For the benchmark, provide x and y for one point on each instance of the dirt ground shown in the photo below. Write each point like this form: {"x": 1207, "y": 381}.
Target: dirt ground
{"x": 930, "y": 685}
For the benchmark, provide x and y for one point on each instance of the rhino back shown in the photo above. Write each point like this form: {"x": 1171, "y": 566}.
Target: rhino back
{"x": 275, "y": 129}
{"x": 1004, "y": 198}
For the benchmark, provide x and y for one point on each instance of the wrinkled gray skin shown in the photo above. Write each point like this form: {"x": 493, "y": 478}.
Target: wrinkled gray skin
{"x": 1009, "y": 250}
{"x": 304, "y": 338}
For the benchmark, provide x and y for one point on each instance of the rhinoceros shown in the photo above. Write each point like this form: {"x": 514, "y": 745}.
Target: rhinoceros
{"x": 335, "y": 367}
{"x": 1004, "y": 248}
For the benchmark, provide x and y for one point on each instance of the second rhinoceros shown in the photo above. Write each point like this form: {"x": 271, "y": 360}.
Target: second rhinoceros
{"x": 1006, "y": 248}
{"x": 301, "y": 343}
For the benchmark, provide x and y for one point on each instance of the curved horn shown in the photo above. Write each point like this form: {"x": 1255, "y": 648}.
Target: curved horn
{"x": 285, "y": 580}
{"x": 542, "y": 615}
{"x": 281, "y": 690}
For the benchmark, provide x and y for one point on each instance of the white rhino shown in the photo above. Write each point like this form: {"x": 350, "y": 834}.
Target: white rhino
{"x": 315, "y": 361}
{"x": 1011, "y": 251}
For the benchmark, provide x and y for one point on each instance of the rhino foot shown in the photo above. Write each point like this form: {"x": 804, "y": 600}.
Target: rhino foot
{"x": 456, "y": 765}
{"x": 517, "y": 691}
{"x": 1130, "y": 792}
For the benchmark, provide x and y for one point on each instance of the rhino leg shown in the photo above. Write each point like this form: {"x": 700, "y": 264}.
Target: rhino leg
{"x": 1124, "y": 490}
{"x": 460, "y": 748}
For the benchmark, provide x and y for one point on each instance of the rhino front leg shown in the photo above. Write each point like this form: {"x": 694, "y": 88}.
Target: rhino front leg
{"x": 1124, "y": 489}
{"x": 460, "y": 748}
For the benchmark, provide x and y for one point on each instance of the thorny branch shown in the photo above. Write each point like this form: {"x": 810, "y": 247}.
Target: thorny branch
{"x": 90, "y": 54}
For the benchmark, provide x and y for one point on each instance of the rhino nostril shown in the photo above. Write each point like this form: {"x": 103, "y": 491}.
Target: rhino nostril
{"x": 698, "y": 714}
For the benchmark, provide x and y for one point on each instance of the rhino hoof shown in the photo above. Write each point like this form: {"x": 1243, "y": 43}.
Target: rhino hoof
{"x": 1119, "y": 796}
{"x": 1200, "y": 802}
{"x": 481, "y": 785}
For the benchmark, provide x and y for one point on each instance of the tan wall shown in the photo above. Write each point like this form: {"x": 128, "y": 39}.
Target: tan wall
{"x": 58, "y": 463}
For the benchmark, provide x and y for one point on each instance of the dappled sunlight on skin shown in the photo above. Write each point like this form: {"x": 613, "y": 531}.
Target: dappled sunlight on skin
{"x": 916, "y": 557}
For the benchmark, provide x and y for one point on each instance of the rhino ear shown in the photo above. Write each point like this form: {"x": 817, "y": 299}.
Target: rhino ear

------------------------------------

Direction: Transcribe all of the data above verbatim, line for line, with no changes.

Output of the task:
For the benchmark, provide x and y for one point on each instance of the dirt ground shown in the photo below. Write each point like this form: {"x": 1207, "y": 381}.
Target: dirt ground
{"x": 930, "y": 685}
For the benchmark, provide x and y for one point on each instance of the rhino back shown in the photo above. Write each point like this form: {"x": 1171, "y": 566}.
Target: rhino back
{"x": 275, "y": 129}
{"x": 1004, "y": 198}
For the benchmark, provide x and y for one point on each instance of the wrinkled gray skin shown in the photo above. Write each point like this form: {"x": 493, "y": 478}.
Target: wrinkled gray skin
{"x": 1009, "y": 250}
{"x": 304, "y": 338}
For the benchmark, provide x and y for one point on each instance of the rhinoceros shown in the photo above. Write each point like this form: {"x": 514, "y": 745}.
Target: rhinoceros
{"x": 335, "y": 367}
{"x": 1004, "y": 248}
For the benchmark, provide x and y for one point on each instance of the second rhinoceros shown in the photo above. Write each point like this form: {"x": 271, "y": 360}.
Target: second rhinoceros
{"x": 1006, "y": 248}
{"x": 301, "y": 343}
For the benchmark, provide x and y for one point on each instance of the curved horn shown in the photo above. Write each point like this form: {"x": 1255, "y": 648}.
Target: curved horn
{"x": 285, "y": 580}
{"x": 542, "y": 615}
{"x": 281, "y": 690}
For the benchmark, provide x and y for one point on each instance of the white rhino shown in the photo above. Write each point like this form: {"x": 350, "y": 834}.
Target: white rhino
{"x": 315, "y": 361}
{"x": 1011, "y": 251}
For the benchmark, provide x and y for one point on each instance of the rhino foot shown in the photo above. Write each point like this form: {"x": 804, "y": 600}.
Target: rhino foot
{"x": 456, "y": 765}
{"x": 517, "y": 691}
{"x": 1130, "y": 792}
For the benchmark, provide x and y for one point on each instance of the rhino leg shown in the photo above. Write each point like this form: {"x": 700, "y": 264}.
Target: rhino leg
{"x": 1124, "y": 490}
{"x": 460, "y": 748}
For the benchmark, provide x and y for one point on each instance of the rhino front leg shown in the photo above. Write each point like this form: {"x": 694, "y": 88}.
Target: rhino front leg
{"x": 1124, "y": 489}
{"x": 460, "y": 748}
For the benchmark, provide x and y for one point on each instance of the thorny branch shown in the photo above. Write each point like this form: {"x": 810, "y": 247}.
Target: thorny branch
{"x": 90, "y": 54}
For the benchmark, provide x and y for one point on each instance of the rhino nostril shown in the photo above. Write each point like this form: {"x": 103, "y": 491}.
Target: rhino nostril
{"x": 698, "y": 714}
For the benchmark, provide x and y for one point on each instance of the rhino hoof shown in the photo above. Write each point like this form: {"x": 1243, "y": 43}.
Target: rhino hoof
{"x": 1119, "y": 796}
{"x": 1200, "y": 802}
{"x": 481, "y": 785}
For the benchmark, provide x and y for one point on each instance of the tan wall shown in the photo above. Write each point like this form: {"x": 128, "y": 39}.
Target: tan wall
{"x": 58, "y": 463}
For the benchmark, provide x and y for one point on each instance of the dappled sunlight on skin shown in the photo above. Write each point like this form: {"x": 613, "y": 531}.
Target: dappled sunlight on skin
{"x": 916, "y": 557}
For the benchmark, provide x and y for one point on each instance of the rhino ear shown in the photo above. Write each point like this form: {"x": 817, "y": 299}.
Target: rhino ear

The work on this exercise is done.